## WHAT THE EXERCISE ASKS:
Below is a block of records; repeat all of them exactly.

## TASK DATA:
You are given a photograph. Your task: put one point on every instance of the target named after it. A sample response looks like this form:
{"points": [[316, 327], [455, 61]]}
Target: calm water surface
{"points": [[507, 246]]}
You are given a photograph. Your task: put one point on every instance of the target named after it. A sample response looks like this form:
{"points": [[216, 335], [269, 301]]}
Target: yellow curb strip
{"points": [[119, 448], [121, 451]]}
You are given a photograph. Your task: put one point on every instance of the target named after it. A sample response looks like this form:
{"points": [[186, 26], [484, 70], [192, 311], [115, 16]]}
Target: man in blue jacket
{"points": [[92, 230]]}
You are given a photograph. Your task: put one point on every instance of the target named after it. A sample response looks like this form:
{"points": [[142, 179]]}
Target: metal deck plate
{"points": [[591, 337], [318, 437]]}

## TASK ANSWER:
You are given a photograph. Your task: put one point on every instance of the target named after it. A sample response looks like this form:
{"points": [[316, 327], [455, 61]]}
Target: calm water surface
{"points": [[507, 246]]}
You are given a photograph. Your task: put one point on every instance of the target named after it. A sample response looks like this form:
{"points": [[216, 335], [269, 301]]}
Target: yellow curb strip
{"points": [[119, 448], [121, 451]]}
You are given a photograph. Your task: put one point on every instance of the target named after it. A sample response looks like this form:
{"points": [[186, 26], [484, 70], [192, 311], [115, 16]]}
Target: man in blue jacket
{"points": [[92, 230]]}
You are given a photograph. Your task: put one point on every instance of the target named after it. A sample response looks like this form:
{"points": [[142, 179]]}
Target: metal deck plate
{"points": [[591, 337], [318, 437]]}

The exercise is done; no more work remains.